Every Polish child memorizes this simile, the most famous one in Polish literature: “my fatherland, you are like health. / Only he knows your worth, who has lost you.” I never thought I’d experience the truth of those lines.

At this point, I feel “sane” -- balanced in my feelings toward both Poland and America. What has remained unchanged is the sense of non-belonging and isolation. The people around me were molded by the American popular culture; I can’t begin to “relate” to the Howdy-Doody show.

There’s also the isolated feeling of being an atheist here, while in Warsaw after the break with the church (still, I repeat for the twentieth time, the most courageous act of my life), I felt finally at home, leaving the darkness and stench of the Middle Ages for the light of reason, poised to enter the ranks of the intellectual elite. That was my manifest destiny -- in either country, I thought. But life rarely works out the way we imagine in our teens. Actually, I have to admit that life is a lot more unpredictable and interesting than we could possibly imagine at fifteen or seventeen. As I also keep saying, I live in continual astonishment. 


**
Later Ewa remarked that it’s “easier to be an immigrant because you know what you miss.”

Oriana:

I never thought of it before: the specificity of missing something. I miss Aleje Ujazdowskie. I miss being on a train that's going through Koluszki. I miss pierogi. To people who haven't lost Koluszki there is nothing transcendent about that station; it's vaguely comic, that sweet name. But no, it's not easier, because you miss Koluszki on top of the universal problems with love and work. You miss what was familiar in the early years of your life in addition to having to deal with the universal human dilemmas.

STATED GOAL
Please answer from the passage on missing Poland: why does Ewa say it is easier to be an immigrant?

PROVIDED DATA
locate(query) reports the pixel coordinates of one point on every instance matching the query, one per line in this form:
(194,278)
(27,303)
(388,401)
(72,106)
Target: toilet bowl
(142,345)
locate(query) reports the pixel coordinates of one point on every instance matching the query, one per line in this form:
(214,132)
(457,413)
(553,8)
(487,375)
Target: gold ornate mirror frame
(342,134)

ANSWER TO THE EXERCISE
Because you know what you miss.